**TASK DETAILS:**
Copy the listing exactly, leaving out every picture.
= Beginning of Section =
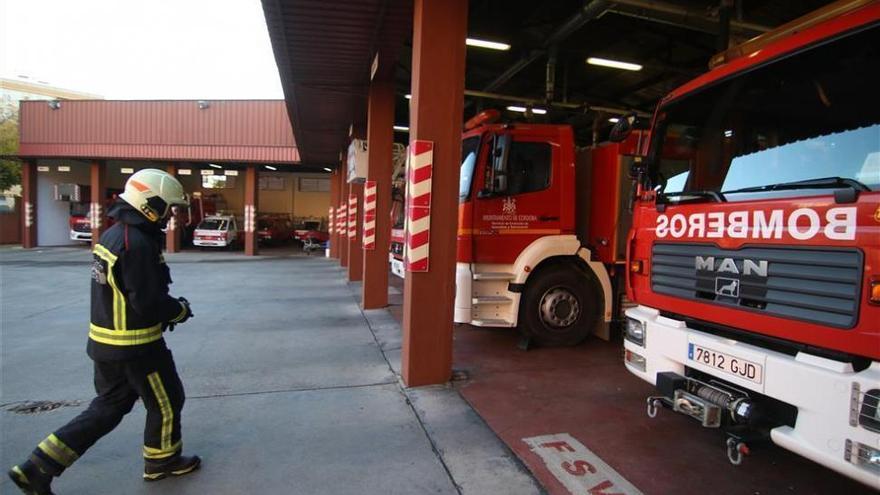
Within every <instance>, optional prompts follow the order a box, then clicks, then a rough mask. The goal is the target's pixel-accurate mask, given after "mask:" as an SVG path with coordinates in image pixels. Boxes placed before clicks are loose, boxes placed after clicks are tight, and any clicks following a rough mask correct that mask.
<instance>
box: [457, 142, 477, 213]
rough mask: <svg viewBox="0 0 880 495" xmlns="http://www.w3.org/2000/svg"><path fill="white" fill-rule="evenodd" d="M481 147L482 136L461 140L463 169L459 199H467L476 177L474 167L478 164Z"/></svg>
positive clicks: (459, 177)
mask: <svg viewBox="0 0 880 495" xmlns="http://www.w3.org/2000/svg"><path fill="white" fill-rule="evenodd" d="M479 149H480V136H471V137H469V138H466V139H463V140H462V141H461V169H460V173H459V182H458V199H459V201H467V198H468V195H470V192H471V182H472V181H473V178H474V167H475V165H476V164H477V152H478V151H479Z"/></svg>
= End of Section =
**COMPLETED TASK:**
Within every <instance>, optional prompts follow the order a box, then clicks, then a rough mask. The goal is the target's pixel-accurate mask, given after "mask:" as an SVG path with coordinates in image pixels. Boxes placed before clicks are loose, boxes placed after clicks are tight, and any clicks following a rough mask correct that mask.
<instance>
box: [457, 142, 477, 213]
rough mask: <svg viewBox="0 0 880 495" xmlns="http://www.w3.org/2000/svg"><path fill="white" fill-rule="evenodd" d="M481 147L482 136L461 140L463 169L459 199H467L476 177L474 167L478 164Z"/></svg>
positive clicks: (459, 177)
mask: <svg viewBox="0 0 880 495" xmlns="http://www.w3.org/2000/svg"><path fill="white" fill-rule="evenodd" d="M479 149H480V136H471V137H469V138H466V139H463V140H462V141H461V169H460V173H459V182H458V199H459V201H467V198H468V195H470V192H471V182H472V181H473V178H474V167H475V165H476V164H477V152H478V151H479Z"/></svg>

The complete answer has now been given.